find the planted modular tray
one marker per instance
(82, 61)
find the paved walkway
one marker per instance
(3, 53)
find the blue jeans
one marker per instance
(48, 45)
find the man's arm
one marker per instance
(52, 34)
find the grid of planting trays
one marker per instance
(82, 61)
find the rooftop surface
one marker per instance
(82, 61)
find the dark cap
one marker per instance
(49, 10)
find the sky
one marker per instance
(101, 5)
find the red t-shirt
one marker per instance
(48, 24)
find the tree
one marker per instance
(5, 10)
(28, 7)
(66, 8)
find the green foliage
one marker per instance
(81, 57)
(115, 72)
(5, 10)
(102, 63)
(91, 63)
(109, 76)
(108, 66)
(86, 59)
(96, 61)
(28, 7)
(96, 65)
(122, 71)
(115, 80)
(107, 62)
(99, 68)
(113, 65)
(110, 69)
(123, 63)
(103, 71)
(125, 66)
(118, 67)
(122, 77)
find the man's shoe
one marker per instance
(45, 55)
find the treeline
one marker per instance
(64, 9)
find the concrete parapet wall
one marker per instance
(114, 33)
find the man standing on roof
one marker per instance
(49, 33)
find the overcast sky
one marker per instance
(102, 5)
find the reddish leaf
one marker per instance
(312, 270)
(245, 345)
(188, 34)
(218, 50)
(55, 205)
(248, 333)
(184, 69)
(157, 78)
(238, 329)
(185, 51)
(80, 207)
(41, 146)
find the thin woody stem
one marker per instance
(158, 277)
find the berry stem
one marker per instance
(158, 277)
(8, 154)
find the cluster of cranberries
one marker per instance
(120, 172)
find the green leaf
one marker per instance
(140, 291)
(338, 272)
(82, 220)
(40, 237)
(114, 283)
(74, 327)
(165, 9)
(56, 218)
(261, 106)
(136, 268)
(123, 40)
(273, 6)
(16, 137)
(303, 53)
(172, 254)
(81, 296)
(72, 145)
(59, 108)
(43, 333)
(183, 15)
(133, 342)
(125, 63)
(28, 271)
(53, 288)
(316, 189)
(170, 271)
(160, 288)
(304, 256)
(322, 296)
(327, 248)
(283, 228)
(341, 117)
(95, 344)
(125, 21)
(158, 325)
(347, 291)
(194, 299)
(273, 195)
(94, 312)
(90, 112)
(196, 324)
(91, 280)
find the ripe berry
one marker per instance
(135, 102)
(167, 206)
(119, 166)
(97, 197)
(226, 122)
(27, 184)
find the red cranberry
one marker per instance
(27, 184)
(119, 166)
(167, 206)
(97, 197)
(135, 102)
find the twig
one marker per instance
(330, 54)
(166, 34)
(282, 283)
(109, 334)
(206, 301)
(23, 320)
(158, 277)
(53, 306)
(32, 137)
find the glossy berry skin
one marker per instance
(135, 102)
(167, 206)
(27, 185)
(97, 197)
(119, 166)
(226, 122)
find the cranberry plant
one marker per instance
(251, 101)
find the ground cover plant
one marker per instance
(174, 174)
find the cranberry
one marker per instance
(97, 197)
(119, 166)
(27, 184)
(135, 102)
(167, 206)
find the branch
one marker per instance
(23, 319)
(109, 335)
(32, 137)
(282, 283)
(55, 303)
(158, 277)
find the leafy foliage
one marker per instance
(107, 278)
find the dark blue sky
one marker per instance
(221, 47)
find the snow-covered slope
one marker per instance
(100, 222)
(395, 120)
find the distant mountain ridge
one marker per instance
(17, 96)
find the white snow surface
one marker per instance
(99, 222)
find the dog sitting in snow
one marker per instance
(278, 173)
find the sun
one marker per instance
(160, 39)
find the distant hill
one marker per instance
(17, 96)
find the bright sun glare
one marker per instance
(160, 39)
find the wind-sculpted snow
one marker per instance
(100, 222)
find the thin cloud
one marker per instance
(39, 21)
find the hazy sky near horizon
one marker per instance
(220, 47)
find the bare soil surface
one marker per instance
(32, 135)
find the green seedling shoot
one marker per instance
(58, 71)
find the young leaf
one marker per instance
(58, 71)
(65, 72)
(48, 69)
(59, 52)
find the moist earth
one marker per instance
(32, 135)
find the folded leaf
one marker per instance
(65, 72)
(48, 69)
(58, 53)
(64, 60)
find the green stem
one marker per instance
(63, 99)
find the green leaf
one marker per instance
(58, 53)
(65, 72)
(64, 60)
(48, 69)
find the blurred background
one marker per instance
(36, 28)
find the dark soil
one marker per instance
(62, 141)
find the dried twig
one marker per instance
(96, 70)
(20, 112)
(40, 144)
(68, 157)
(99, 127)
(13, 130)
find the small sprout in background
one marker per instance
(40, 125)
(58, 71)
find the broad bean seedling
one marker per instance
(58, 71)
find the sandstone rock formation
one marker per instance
§
### [WORK TO COMPLETE]
Convert every line of the records above into a Markdown table with two columns, Index and Text. Number the rows in order and omit any blank lines.

### [TASK RESPONSE]
| Index | Text |
|---|---|
| 1 | find the planted modular tray |
| 2 | one marker per instance |
| 3 | (82, 61) |
| 4 | find the paved walkway |
| 5 | one marker per instance |
| 6 | (3, 53) |
| 7 | find the blue jeans |
| 8 | one marker per instance |
| 9 | (48, 45) |
| 10 | find the man's arm |
| 11 | one marker per instance |
| 12 | (52, 34) |
| 13 | find the grid of planting trays |
| 14 | one marker per instance |
| 15 | (82, 61) |
| 16 | find the rooftop surface |
| 17 | one marker per instance |
| 18 | (82, 61) |
| 19 | find the dark cap |
| 20 | one marker per instance |
| 21 | (49, 10) |
| 22 | find the sky |
| 23 | one marker per instance |
| 24 | (101, 5) |
| 25 | find the red t-shirt |
| 26 | one marker per instance |
| 27 | (48, 24) |
| 28 | find the tree |
| 29 | one marker per instance |
| 30 | (5, 10) |
| 31 | (28, 7) |
| 32 | (66, 8) |
| 33 | find the green foliage |
| 34 | one marker per instance |
| 35 | (81, 57) |
| 36 | (115, 72) |
| 37 | (5, 10) |
| 38 | (102, 63) |
| 39 | (91, 63) |
| 40 | (109, 76) |
| 41 | (108, 66) |
| 42 | (86, 59) |
| 43 | (96, 61) |
| 44 | (28, 7) |
| 45 | (96, 65) |
| 46 | (122, 71) |
| 47 | (115, 80) |
| 48 | (107, 62) |
| 49 | (99, 68) |
| 50 | (113, 65) |
| 51 | (110, 69) |
| 52 | (123, 63) |
| 53 | (103, 71) |
| 54 | (125, 66) |
| 55 | (118, 67) |
| 56 | (122, 77) |
| 57 | find the man's shoe |
| 58 | one marker per instance |
| 59 | (45, 55) |
| 60 | find the treeline |
| 61 | one marker per instance |
| 62 | (64, 9) |
| 63 | find the concrete parapet wall |
| 64 | one marker per instance |
| 65 | (114, 33) |
| 66 | find the man standing on roof |
| 67 | one marker per instance |
| 68 | (49, 33) |
| 69 | find the overcast sky |
| 70 | one marker per instance |
| 71 | (102, 5) |
| 72 | find the reddish leaf |
| 73 | one marker per instance |
| 74 | (312, 270) |
| 75 | (245, 345) |
| 76 | (188, 34) |
| 77 | (218, 50) |
| 78 | (55, 205) |
| 79 | (248, 333) |
| 80 | (184, 69) |
| 81 | (157, 78) |
| 82 | (238, 329) |
| 83 | (185, 51) |
| 84 | (80, 207) |
| 85 | (41, 146) |
| 86 | find the thin woody stem |
| 87 | one marker per instance |
| 88 | (158, 277) |
| 89 | find the berry stem |
| 90 | one marker per instance |
| 91 | (158, 277) |
| 92 | (8, 154) |
| 93 | find the cluster of cranberries |
| 94 | one marker per instance |
| 95 | (120, 172) |
| 96 | find the green leaf |
| 97 | one marker per instance |
| 98 | (140, 291) |
| 99 | (338, 272) |
| 100 | (82, 220) |
| 101 | (40, 237) |
| 102 | (114, 283) |
| 103 | (74, 327) |
| 104 | (165, 9) |
| 105 | (56, 218) |
| 106 | (261, 106) |
| 107 | (136, 268) |
| 108 | (123, 40) |
| 109 | (273, 6) |
| 110 | (16, 137) |
| 111 | (303, 53) |
| 112 | (172, 254) |
| 113 | (81, 296) |
| 114 | (72, 145) |
| 115 | (59, 108) |
| 116 | (43, 333) |
| 117 | (183, 15) |
| 118 | (133, 342) |
| 119 | (125, 63) |
| 120 | (28, 271) |
| 121 | (53, 288) |
| 122 | (316, 189) |
| 123 | (170, 271) |
| 124 | (160, 288) |
| 125 | (304, 256) |
| 126 | (322, 296) |
| 127 | (327, 248) |
| 128 | (283, 228) |
| 129 | (341, 117) |
| 130 | (95, 344) |
| 131 | (125, 21) |
| 132 | (158, 325) |
| 133 | (347, 291) |
| 134 | (194, 299) |
| 135 | (273, 195) |
| 136 | (94, 312) |
| 137 | (90, 112) |
| 138 | (196, 324) |
| 139 | (91, 280) |
| 140 | find the ripe berry |
| 141 | one marker per instance |
| 142 | (135, 102) |
| 143 | (167, 206) |
| 144 | (119, 166) |
| 145 | (97, 197) |
| 146 | (226, 122) |
| 147 | (27, 184) |
| 148 | find the red cranberry |
| 149 | one marker per instance |
| 150 | (27, 184) |
| 151 | (119, 166) |
| 152 | (167, 206) |
| 153 | (97, 197) |
| 154 | (135, 102) |
| 155 | find the twig |
| 156 | one marker per instance |
| 157 | (330, 54) |
| 158 | (166, 34) |
| 159 | (282, 283) |
| 160 | (109, 334) |
| 161 | (206, 301) |
| 162 | (23, 320) |
| 163 | (158, 277) |
| 164 | (53, 306) |
| 165 | (32, 137) |
| 166 | find the glossy berry skin |
| 167 | one marker per instance |
| 168 | (135, 102) |
| 169 | (167, 206) |
| 170 | (27, 185) |
| 171 | (97, 197) |
| 172 | (119, 166) |
| 173 | (226, 122) |
| 174 | find the cranberry plant |
| 175 | one marker per instance |
| 176 | (251, 101) |
| 177 | find the ground cover plant |
| 178 | one marker per instance |
| 179 | (174, 174) |
| 180 | find the cranberry |
| 181 | one marker per instance |
| 182 | (97, 197) |
| 183 | (119, 166) |
| 184 | (27, 184) |
| 185 | (135, 102) |
| 186 | (167, 206) |
| 187 | find the branch |
| 188 | one marker per instance |
| 189 | (23, 319) |
| 190 | (109, 335) |
| 191 | (32, 137) |
| 192 | (282, 283) |
| 193 | (55, 303) |
| 194 | (158, 277) |
| 195 | find the leafy foliage |
| 196 | one marker per instance |
| 197 | (107, 278) |
| 198 | find the dark blue sky |
| 199 | one marker per instance |
| 200 | (221, 47) |
| 201 | find the snow-covered slope |
| 202 | one marker per instance |
| 203 | (100, 222) |
| 204 | (395, 120) |
| 205 | find the distant mountain ridge |
| 206 | one marker per instance |
| 207 | (17, 96) |
| 208 | find the white snow surface |
| 209 | one marker per instance |
| 210 | (99, 222) |
| 211 | find the dog sitting in snow |
| 212 | one marker per instance |
| 213 | (278, 173) |
| 214 | find the sun |
| 215 | one marker per instance |
| 216 | (160, 39) |
| 217 | find the distant hill |
| 218 | one marker per instance |
| 219 | (17, 96) |
| 220 | find the bright sun glare |
| 221 | one marker per instance |
| 222 | (160, 39) |
| 223 | find the wind-sculpted snow |
| 224 | one marker per instance |
| 225 | (100, 222) |
| 226 | find the thin cloud |
| 227 | one marker per instance |
| 228 | (39, 21) |
| 229 | find the hazy sky near horizon |
| 230 | one marker per instance |
| 231 | (220, 47) |
| 232 | find the bare soil surface |
| 233 | one marker per instance |
| 234 | (32, 135) |
| 235 | find the green seedling shoot |
| 236 | one marker per instance |
| 237 | (58, 71) |
| 238 | find the young leaf |
| 239 | one marker per instance |
| 240 | (58, 71) |
| 241 | (65, 72) |
| 242 | (48, 69) |
| 243 | (59, 52) |
| 244 | find the moist earth |
| 245 | one marker per instance |
| 246 | (32, 135) |
| 247 | find the folded leaf |
| 248 | one marker per instance |
| 249 | (65, 72) |
| 250 | (48, 69) |
| 251 | (58, 53) |
| 252 | (64, 60) |
| 253 | find the green stem |
| 254 | one marker per instance |
| 255 | (63, 99) |
| 256 | find the green leaf |
| 257 | one marker per instance |
| 258 | (58, 53) |
| 259 | (65, 72) |
| 260 | (64, 60) |
| 261 | (48, 69) |
| 262 | find the blurred background |
| 263 | one marker per instance |
| 264 | (36, 28) |
| 265 | find the dark soil |
| 266 | one marker per instance |
| 267 | (62, 141) |
| 268 | find the dried twig |
| 269 | one marker per instance |
| 270 | (96, 70) |
| 271 | (20, 112) |
| 272 | (40, 144) |
| 273 | (68, 157) |
| 274 | (99, 127) |
| 275 | (13, 130) |
| 276 | find the small sprout in background |
| 277 | one marker per instance |
| 278 | (40, 125) |
| 279 | (58, 71) |
| 280 | find the broad bean seedling |
| 281 | one marker per instance |
| 282 | (58, 71) |
| 283 | find the sandstone rock formation |
| 284 | one marker per instance |